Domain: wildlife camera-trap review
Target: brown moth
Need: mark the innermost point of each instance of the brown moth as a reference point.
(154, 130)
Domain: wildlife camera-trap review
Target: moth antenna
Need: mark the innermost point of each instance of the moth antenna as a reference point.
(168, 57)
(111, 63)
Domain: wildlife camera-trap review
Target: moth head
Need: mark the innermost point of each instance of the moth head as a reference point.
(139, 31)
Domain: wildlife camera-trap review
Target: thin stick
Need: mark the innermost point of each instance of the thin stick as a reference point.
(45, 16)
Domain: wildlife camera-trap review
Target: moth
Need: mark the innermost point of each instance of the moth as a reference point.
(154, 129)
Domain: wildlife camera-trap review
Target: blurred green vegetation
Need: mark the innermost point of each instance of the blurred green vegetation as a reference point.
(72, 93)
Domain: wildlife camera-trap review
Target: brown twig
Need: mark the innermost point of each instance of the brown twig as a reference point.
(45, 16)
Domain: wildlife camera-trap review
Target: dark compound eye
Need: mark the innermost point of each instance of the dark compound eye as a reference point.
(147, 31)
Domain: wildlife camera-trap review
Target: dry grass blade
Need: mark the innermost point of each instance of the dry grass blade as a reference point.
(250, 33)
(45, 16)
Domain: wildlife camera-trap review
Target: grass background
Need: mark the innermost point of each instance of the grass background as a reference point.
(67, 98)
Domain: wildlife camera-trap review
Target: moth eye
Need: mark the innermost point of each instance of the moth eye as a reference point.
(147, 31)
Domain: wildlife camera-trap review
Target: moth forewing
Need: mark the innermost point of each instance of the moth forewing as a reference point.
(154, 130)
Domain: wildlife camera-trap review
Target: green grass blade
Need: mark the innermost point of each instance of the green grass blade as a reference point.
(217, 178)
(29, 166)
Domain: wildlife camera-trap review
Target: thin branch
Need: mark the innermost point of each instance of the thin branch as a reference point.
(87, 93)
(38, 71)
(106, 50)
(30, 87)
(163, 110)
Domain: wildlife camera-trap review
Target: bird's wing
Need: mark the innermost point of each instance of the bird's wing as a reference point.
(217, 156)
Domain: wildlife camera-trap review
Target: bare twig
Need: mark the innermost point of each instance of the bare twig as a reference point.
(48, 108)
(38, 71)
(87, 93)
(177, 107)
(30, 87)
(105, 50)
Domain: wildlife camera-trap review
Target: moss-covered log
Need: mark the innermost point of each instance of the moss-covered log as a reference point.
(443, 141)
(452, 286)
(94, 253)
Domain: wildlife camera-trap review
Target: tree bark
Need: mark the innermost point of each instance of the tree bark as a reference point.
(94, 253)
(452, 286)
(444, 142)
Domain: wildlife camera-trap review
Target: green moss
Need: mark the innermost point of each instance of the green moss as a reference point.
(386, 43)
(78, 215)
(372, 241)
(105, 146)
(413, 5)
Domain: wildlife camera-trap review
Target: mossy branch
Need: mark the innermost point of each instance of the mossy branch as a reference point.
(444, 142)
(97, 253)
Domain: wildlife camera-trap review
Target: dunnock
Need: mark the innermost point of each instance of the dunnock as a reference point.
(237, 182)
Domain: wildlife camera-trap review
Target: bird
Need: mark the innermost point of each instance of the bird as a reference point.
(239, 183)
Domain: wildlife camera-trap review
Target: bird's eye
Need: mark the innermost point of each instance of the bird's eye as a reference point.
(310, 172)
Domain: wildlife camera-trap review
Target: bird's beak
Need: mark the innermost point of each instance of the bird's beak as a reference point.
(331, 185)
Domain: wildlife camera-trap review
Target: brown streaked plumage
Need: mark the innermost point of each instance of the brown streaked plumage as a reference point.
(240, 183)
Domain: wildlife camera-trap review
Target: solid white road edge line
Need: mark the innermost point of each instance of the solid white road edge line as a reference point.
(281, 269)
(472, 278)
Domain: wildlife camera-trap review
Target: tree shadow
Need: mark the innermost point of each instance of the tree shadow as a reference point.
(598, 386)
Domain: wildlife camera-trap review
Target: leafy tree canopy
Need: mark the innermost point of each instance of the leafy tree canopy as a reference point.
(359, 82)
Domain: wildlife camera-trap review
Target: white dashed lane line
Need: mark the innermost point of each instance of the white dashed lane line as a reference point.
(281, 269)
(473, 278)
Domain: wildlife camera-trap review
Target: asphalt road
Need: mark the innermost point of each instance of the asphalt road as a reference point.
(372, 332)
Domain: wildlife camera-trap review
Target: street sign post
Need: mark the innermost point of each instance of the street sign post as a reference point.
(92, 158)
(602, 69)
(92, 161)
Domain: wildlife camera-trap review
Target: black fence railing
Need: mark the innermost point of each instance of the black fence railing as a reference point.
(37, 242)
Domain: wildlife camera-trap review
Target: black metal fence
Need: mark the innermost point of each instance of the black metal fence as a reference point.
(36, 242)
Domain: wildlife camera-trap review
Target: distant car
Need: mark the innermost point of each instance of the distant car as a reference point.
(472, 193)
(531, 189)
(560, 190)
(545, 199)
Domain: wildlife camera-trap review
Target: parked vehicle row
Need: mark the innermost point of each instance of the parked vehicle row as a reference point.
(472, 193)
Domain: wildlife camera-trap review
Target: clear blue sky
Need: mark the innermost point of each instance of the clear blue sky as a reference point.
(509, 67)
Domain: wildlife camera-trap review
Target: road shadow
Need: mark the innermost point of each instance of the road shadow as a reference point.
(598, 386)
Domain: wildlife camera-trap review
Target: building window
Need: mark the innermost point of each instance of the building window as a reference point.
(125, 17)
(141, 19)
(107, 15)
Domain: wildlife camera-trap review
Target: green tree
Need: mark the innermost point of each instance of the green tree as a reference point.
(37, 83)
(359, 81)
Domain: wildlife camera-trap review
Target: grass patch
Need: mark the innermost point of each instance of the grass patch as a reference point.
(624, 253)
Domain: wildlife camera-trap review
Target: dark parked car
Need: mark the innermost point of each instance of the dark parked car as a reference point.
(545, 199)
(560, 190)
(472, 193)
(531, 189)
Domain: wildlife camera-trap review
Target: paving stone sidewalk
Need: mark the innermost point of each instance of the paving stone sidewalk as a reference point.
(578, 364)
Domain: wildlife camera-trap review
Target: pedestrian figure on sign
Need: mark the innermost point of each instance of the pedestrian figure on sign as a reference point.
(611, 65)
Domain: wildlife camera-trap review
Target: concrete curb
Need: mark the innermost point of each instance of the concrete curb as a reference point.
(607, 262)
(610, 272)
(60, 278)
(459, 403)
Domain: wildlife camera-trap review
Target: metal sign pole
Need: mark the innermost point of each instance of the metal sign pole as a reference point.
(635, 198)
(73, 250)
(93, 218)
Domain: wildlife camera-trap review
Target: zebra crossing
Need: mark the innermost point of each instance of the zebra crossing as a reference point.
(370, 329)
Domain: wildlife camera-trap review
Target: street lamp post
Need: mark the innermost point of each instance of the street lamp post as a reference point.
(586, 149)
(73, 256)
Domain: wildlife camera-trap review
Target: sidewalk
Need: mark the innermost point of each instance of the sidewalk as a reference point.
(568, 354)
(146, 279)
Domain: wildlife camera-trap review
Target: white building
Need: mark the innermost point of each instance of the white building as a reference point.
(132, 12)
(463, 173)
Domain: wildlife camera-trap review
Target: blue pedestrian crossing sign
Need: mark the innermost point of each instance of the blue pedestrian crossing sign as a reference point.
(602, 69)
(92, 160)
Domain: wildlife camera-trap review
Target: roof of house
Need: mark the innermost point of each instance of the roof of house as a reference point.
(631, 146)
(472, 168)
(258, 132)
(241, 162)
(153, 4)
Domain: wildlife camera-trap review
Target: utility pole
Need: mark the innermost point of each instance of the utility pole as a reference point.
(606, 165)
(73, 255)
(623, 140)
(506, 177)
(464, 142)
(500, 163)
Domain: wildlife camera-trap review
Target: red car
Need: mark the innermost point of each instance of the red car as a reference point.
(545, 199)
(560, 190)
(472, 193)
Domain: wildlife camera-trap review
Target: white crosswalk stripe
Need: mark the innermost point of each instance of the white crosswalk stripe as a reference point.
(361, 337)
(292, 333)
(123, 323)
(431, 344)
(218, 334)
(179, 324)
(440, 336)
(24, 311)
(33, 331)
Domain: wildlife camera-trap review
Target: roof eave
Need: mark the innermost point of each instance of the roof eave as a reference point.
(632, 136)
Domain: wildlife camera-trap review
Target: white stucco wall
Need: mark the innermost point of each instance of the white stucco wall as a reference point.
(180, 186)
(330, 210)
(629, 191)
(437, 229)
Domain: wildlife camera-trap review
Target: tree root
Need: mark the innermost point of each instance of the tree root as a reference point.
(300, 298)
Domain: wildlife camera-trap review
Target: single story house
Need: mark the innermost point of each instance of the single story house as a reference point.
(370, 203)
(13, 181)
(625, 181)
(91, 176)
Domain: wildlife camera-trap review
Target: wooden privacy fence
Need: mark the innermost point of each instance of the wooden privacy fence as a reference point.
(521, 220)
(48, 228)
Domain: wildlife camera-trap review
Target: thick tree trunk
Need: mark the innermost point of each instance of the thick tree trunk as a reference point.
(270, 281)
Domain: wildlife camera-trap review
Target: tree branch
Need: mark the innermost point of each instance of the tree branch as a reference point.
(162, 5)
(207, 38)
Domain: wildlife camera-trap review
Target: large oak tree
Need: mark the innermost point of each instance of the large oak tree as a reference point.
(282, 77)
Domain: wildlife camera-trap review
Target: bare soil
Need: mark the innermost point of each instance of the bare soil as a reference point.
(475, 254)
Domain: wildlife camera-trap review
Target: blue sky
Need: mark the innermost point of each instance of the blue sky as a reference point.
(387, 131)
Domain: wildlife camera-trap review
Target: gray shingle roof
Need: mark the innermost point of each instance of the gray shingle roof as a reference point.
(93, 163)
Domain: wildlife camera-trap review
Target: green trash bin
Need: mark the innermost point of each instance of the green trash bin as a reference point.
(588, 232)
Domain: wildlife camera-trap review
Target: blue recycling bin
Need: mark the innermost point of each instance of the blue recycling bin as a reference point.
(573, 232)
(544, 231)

────────

** What needs to be done **
This exercise calls for the lines from the one holding "Target: tree branch" through the end of the entries, transcribed exactly and with nothing more.

** Result of the task **
Target: tree branch
Need: mark the innermost point of each instance of the tree branch as a reference point.
(162, 5)
(207, 38)
Domain: wildlife camera-trap review
Target: large oak tree
Need: mark the innermost point of each instance of the large oak tree as a reference point.
(282, 77)
Domain: wildlife camera-trap review
Target: bare soil
Need: mark the innermost point of each instance of the bare soil as a reference point.
(475, 254)
Domain: wildlife camera-trap review
Target: blue sky
Need: mark the innermost point of each instance of the blue sky as a reference point.
(387, 131)
Domain: wildlife camera-trap review
Target: gray shingle roof
Need: mark the innermost point of each instance of the gray shingle roof as a reference point.
(93, 163)
Domain: wildlife camera-trap review
Target: green trash bin
Need: mark the innermost point of each instance of the green trash bin as a reference point.
(588, 232)
Domain: wildlife camera-trap review
Target: blue recycling bin
Need: mark the innermost point of each instance of the blue recycling bin as a reference point.
(573, 232)
(544, 231)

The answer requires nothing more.